▶ **GOAL OF THE EXERCISE**
Print, please, the line that contains "task | place a point on the green foliage, one" and each line after it to the end of the entries, unchanged and with nothing else.

[Records from a data collection]
======
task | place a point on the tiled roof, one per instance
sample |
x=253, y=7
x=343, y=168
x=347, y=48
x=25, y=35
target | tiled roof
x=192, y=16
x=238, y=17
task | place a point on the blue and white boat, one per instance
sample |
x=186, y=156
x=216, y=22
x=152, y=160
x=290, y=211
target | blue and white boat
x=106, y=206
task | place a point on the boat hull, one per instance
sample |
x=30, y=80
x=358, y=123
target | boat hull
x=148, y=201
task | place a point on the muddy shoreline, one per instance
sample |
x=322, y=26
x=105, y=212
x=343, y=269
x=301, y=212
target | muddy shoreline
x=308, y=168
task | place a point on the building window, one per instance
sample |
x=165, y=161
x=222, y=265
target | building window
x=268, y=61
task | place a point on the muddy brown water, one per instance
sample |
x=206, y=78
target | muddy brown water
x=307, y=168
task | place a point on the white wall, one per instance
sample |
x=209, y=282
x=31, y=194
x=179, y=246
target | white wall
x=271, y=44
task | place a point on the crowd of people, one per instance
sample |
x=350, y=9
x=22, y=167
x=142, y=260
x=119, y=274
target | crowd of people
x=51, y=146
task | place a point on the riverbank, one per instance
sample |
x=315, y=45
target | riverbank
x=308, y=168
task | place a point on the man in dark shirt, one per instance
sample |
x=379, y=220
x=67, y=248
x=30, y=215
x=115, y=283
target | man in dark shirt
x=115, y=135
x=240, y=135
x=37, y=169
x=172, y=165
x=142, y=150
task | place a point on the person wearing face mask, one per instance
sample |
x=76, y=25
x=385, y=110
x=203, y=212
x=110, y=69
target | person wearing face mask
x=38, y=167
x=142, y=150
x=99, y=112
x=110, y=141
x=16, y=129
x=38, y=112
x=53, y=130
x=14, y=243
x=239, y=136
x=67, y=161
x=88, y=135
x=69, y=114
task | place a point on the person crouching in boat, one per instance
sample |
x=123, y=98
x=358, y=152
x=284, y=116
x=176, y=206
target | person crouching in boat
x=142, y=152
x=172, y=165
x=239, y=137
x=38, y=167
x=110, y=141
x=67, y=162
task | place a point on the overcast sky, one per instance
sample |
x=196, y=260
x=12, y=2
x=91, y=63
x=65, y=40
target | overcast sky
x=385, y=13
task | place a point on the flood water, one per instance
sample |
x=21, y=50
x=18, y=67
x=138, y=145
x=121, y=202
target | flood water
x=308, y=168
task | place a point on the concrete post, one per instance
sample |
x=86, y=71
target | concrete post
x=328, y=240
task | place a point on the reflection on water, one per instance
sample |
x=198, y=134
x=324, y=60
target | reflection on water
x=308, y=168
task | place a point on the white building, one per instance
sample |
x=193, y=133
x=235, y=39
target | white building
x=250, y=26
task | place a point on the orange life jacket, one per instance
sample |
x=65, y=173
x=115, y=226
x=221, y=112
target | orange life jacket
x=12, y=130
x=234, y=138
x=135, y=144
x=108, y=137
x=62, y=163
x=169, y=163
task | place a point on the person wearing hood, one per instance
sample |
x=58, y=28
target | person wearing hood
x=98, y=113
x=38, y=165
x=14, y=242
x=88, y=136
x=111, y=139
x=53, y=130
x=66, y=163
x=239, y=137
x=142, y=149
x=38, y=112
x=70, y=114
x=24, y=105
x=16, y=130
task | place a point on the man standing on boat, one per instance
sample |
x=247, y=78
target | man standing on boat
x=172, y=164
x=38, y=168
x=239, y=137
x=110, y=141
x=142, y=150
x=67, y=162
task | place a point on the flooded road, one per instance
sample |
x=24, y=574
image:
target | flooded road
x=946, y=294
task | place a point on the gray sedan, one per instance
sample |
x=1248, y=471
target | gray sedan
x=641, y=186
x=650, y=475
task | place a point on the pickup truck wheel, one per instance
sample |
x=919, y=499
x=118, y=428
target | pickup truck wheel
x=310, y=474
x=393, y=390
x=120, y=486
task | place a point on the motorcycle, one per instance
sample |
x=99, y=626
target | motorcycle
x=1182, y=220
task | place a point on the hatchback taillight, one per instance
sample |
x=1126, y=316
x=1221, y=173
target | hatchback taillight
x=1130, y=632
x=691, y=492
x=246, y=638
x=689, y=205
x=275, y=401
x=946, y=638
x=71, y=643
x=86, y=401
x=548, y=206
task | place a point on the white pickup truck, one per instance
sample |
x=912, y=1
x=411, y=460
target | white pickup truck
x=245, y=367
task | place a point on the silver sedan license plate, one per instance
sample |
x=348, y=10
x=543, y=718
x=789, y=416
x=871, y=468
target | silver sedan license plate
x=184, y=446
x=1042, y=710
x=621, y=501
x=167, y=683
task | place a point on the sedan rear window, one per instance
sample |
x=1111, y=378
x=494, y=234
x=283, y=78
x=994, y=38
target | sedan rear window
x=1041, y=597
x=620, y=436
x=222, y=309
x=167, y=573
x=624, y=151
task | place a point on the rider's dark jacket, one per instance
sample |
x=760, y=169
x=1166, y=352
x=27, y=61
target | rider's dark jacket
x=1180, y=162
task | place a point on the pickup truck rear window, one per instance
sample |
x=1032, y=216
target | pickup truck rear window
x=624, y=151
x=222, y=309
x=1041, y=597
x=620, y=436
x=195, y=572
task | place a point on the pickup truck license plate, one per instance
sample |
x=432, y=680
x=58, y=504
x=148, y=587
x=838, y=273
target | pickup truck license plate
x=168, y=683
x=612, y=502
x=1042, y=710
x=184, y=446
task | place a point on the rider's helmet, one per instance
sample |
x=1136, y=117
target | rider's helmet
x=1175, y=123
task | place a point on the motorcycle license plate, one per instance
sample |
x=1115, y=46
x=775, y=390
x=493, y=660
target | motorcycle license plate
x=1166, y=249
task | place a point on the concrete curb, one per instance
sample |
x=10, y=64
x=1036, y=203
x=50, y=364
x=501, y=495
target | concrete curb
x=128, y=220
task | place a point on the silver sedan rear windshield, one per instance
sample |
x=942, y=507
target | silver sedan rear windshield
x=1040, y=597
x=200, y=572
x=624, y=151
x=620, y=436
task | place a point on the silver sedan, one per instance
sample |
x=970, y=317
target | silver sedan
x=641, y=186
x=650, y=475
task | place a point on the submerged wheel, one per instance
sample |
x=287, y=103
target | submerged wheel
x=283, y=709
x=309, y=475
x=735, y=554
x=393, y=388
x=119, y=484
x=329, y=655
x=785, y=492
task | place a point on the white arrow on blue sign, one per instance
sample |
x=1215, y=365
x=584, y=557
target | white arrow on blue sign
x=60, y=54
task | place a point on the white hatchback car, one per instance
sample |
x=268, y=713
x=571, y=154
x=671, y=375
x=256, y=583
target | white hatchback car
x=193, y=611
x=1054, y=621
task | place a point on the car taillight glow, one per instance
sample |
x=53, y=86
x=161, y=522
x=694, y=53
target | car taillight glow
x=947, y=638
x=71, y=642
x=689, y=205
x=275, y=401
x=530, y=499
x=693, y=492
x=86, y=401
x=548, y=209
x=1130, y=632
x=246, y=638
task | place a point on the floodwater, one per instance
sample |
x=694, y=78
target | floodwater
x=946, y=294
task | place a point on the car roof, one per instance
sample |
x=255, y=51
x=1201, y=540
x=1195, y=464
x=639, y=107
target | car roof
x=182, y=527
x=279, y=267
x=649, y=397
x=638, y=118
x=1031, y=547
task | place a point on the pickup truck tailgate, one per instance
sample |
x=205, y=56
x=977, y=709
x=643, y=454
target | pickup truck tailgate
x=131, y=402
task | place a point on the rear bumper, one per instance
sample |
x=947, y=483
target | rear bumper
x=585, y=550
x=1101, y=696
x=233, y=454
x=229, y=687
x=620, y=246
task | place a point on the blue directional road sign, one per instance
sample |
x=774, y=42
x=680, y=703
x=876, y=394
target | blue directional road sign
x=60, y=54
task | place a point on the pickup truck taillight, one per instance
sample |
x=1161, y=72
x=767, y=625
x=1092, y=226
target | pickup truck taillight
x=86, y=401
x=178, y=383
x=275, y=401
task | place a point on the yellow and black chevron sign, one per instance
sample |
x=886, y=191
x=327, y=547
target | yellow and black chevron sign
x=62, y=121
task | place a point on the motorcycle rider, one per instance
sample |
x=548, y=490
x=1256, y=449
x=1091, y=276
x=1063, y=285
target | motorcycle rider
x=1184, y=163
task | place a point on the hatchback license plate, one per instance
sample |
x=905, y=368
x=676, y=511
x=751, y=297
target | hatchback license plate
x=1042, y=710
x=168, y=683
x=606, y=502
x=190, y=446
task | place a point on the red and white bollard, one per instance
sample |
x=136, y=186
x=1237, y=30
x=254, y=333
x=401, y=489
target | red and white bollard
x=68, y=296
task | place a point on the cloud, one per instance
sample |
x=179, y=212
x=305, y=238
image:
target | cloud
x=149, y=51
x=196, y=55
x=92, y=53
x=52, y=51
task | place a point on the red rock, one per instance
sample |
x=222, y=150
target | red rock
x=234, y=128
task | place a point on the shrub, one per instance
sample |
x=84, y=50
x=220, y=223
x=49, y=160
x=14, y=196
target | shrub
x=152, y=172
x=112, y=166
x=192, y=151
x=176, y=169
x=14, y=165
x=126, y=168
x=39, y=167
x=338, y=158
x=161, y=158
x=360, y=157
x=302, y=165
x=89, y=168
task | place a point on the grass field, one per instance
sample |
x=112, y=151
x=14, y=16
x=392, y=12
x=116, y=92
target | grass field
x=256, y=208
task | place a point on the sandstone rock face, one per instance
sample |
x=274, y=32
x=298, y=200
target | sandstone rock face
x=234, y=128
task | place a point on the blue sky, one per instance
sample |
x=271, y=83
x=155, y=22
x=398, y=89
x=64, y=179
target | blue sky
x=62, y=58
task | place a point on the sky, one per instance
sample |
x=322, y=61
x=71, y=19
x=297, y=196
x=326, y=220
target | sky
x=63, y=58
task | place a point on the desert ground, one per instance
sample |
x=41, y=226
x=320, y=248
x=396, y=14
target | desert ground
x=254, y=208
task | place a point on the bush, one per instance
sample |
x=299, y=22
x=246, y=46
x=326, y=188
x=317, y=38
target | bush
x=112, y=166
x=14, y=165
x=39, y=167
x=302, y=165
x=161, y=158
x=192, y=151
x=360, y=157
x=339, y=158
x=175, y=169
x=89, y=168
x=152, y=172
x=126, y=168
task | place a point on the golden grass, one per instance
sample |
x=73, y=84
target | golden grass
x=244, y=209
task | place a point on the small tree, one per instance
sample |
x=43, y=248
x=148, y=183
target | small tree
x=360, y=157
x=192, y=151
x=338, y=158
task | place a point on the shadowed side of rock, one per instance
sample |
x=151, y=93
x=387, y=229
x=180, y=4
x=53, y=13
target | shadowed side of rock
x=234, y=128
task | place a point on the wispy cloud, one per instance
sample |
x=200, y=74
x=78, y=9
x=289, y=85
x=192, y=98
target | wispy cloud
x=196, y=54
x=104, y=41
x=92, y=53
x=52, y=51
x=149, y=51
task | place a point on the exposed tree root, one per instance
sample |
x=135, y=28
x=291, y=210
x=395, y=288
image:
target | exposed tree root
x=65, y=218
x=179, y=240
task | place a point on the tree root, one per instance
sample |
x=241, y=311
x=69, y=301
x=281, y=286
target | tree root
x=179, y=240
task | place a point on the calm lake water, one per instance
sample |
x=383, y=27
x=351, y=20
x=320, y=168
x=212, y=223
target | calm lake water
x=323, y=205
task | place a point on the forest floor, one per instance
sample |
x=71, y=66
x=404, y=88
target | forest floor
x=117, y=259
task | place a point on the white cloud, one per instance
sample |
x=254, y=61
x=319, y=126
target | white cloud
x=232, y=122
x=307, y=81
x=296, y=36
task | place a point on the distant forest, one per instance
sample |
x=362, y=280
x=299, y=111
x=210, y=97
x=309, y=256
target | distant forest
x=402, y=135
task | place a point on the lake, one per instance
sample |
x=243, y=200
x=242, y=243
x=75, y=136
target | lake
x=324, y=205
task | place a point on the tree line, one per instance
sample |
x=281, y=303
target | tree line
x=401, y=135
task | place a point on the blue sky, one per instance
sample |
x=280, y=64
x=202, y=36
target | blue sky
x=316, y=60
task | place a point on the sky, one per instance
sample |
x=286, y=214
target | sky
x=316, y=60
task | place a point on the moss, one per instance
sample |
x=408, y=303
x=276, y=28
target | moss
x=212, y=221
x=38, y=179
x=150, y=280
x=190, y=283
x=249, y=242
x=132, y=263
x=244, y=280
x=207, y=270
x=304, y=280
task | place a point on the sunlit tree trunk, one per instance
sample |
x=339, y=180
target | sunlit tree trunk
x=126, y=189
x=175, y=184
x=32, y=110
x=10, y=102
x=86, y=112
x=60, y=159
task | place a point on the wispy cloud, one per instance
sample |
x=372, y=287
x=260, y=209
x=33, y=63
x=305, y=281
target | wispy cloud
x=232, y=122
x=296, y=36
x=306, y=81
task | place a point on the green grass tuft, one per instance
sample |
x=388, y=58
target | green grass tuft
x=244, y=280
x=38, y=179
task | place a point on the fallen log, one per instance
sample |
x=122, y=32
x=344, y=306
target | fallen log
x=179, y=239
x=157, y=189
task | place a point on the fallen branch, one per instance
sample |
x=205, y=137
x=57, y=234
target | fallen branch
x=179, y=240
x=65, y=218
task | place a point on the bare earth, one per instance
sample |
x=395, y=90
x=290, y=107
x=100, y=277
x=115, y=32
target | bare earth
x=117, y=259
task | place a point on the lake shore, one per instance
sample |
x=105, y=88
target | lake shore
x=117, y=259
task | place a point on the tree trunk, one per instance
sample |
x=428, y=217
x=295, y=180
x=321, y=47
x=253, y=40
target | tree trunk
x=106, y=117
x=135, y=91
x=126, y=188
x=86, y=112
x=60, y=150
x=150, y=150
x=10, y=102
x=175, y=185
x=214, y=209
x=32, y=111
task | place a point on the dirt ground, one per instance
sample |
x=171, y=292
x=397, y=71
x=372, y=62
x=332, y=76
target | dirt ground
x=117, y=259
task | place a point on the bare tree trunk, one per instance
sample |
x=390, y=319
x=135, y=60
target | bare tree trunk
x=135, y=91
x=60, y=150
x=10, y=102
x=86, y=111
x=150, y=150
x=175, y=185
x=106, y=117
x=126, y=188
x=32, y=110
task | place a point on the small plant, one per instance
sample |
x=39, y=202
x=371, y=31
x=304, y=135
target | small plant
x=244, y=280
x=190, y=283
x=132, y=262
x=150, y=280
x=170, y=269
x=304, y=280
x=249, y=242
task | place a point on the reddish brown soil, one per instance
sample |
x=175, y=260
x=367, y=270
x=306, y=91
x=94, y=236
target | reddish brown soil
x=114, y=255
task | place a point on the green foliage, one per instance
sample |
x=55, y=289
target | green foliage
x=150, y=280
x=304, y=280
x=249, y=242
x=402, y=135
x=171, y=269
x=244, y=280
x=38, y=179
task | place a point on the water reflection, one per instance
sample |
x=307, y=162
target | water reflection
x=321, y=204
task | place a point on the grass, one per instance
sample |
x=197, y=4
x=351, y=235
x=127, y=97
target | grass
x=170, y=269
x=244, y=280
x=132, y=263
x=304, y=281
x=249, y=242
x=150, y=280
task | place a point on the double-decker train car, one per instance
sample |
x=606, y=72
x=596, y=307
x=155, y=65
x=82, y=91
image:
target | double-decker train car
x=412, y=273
======
▶ **REPLY TO THE TASK**
task | place a point on the green foliage, one per instance
sample |
x=55, y=289
target | green foliage
x=150, y=280
x=304, y=280
x=249, y=242
x=402, y=135
x=171, y=269
x=244, y=280
x=38, y=179
task | place a point on the water reflection, one per instance
sample |
x=307, y=162
target | water reflection
x=321, y=204
task | place a point on the grass, one per instance
sample |
x=197, y=4
x=351, y=235
x=127, y=97
target | grass
x=170, y=269
x=244, y=280
x=132, y=263
x=304, y=281
x=249, y=242
x=150, y=280
task | place a point on the double-decker train car, one per instance
sample |
x=606, y=72
x=596, y=307
x=155, y=65
x=82, y=91
image:
target | double-decker train car
x=412, y=273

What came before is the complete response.